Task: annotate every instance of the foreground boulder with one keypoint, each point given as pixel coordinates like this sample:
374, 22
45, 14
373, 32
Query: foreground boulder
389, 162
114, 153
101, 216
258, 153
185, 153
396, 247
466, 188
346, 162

> [TASK TO COMPLETE]: Recreate the full listing above precisely.

> [TASK OUTPUT]:
Task: annotate every instance of the foreground boulder with one keypoint, each point given as pixel coordinates like this sample:
374, 22
45, 14
373, 32
Query: foreground boulder
389, 162
114, 153
101, 216
258, 153
185, 153
396, 247
466, 188
346, 162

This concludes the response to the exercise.